→ **WORK INSTRUCTIONS**
Reproduce, word for word, the portion of the leading article on the Thorp plant that runs from "By law and custom, ministers" to "and weighed openly.".

→ **PASSAGE**
====
Leading Article: Why Thorp issues must go public
HIGH IN the concrete awfulness of the Department of the Environment, John Selwyn Gummer is wrestling with his conscience. Together with Gillian Shephard, the Agriculture Secretary, he has to decide whether to give the go-ahead to the Thorp reprocessing plant. The issues at stake are immense, enough to trouble a man with much more stunted moral sensitivities.
Unfortunately, Mr Gummer's is a private travail. It is 16 years since these issues were weighed in public, at the 100-day-long Windscale inquiry. The inquiry's report, which allowed the pounds 2.8bn plant to be built, was controversial then: it is entirely discredited now. Thorp was approved to extract plutonium and uranium for re-use in fast-breeder reactors, and to make it easier to dispose of nuclear waste. But fast-breeders have been abandoned, the world is awash with unwanted plutonium and uranium, and the Government's own advisers say there is no need for Thorp.
There are arguments for the plant. It would provide much-needed employment in West Cumbria and pile up a lot of Japanese yen to assist the balance of payments. But it will also raise electricity prices, increase pollution (causing, over a long time, hundreds of extra deaths in the world), and greatly increase the risk of the spread of nuclear weapons.
By law and custom, ministers must establish that the benefits outweigh the perils. This is not being seen to be done. Even the economic study that, we are assured, shows Thorp to be viable is being kept secret. The honest and honourable course for ministers would be to hold another public inquiry so that the arguments can be aired and weighed openly.
====
→ **DATA EXTRACTS**
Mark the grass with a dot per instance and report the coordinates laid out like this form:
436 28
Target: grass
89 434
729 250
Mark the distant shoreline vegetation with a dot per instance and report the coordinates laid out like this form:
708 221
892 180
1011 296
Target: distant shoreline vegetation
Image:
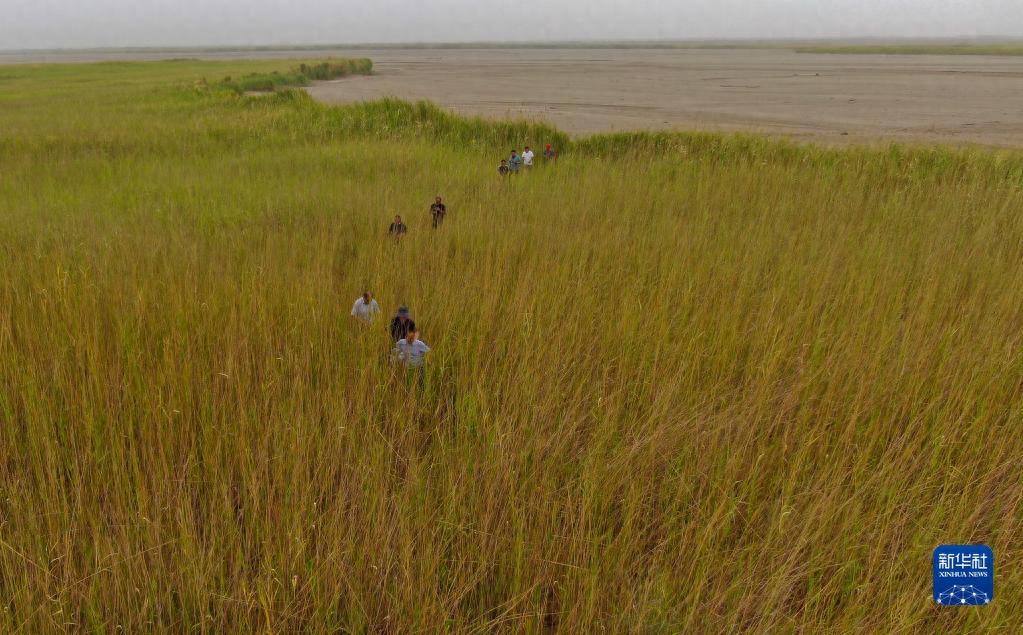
303 75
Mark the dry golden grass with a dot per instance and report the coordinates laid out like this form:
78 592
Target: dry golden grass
748 388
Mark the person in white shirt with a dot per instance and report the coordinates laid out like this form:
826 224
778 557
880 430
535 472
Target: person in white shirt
527 157
365 308
412 351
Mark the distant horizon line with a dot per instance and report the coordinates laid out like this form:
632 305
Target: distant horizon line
622 43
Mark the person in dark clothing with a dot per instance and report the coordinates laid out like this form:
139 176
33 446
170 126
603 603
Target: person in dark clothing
401 325
438 211
397 228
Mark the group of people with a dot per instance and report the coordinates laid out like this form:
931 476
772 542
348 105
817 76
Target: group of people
437 212
527 160
408 349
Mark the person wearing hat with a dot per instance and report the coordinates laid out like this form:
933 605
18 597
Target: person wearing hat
402 324
397 228
365 308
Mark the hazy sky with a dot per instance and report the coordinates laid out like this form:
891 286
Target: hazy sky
55 24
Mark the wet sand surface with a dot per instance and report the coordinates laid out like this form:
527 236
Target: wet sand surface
815 97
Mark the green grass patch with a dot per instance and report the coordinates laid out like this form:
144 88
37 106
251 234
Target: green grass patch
680 382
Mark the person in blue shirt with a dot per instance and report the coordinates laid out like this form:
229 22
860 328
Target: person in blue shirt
515 162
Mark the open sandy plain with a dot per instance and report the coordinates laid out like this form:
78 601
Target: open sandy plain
825 98
819 97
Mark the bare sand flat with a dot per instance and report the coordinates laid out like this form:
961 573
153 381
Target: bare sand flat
815 97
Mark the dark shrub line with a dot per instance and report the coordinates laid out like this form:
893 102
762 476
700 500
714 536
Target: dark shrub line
302 75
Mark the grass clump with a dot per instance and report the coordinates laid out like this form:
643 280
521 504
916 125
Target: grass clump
681 382
300 76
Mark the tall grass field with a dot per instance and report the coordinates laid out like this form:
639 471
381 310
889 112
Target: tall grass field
679 382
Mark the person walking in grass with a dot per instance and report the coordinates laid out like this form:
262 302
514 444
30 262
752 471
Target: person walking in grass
527 157
438 211
401 324
515 162
412 353
365 308
397 228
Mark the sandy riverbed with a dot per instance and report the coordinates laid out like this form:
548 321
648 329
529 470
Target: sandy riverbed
818 97
815 97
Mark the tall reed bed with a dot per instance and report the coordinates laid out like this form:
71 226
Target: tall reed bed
695 383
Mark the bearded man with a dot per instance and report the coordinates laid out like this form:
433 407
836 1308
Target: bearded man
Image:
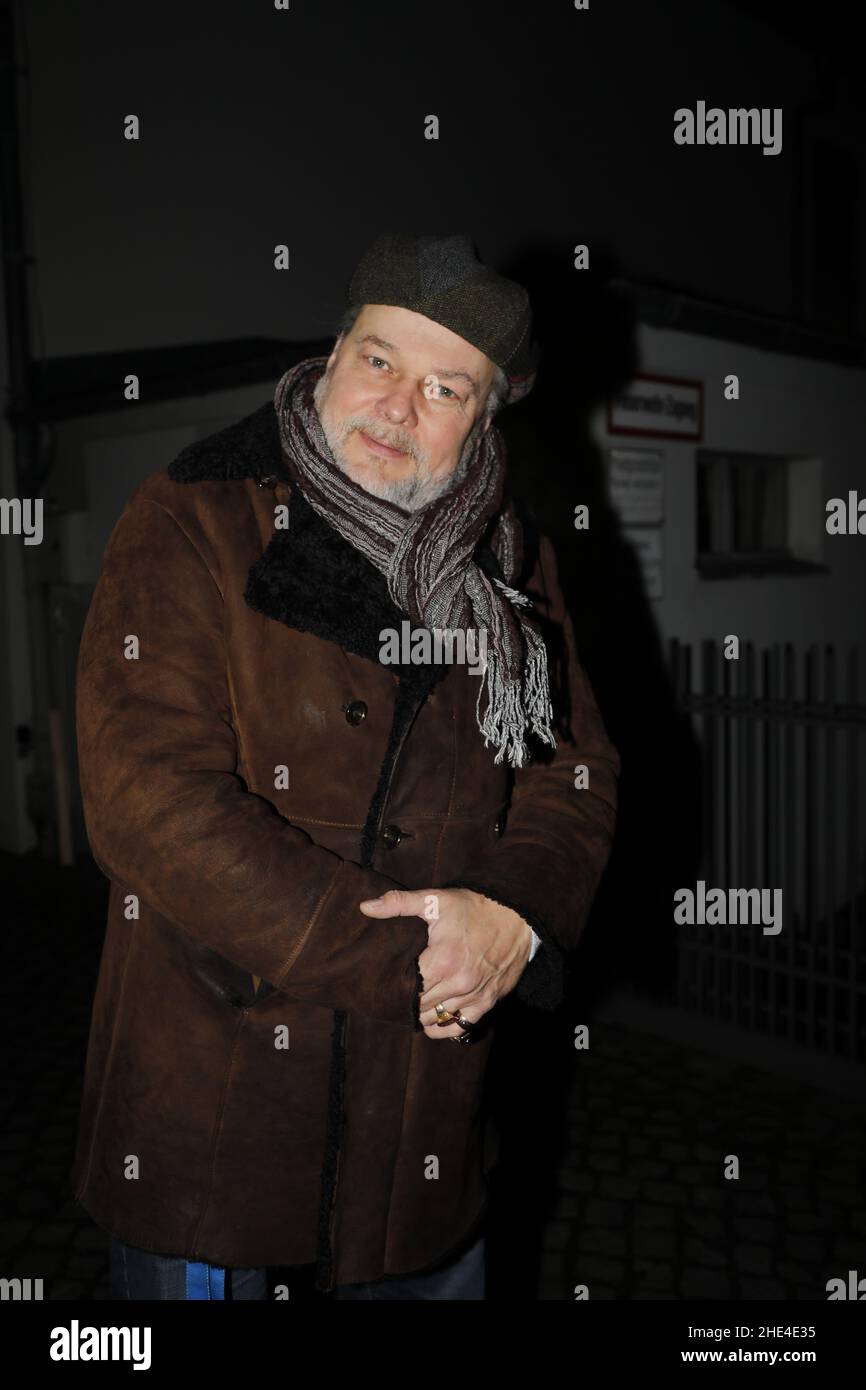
327 869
====
→ **RESULT FOR THIS EXERCISE**
By law and custom, ministers must establish that the benefits outweigh the perils. This is not being seen to be done. Even the economic study that, we are assured, shows Thorp to be viable is being kept secret. The honest and honourable course for ministers would be to hold another public inquiry so that the arguments can be aired and weighed openly.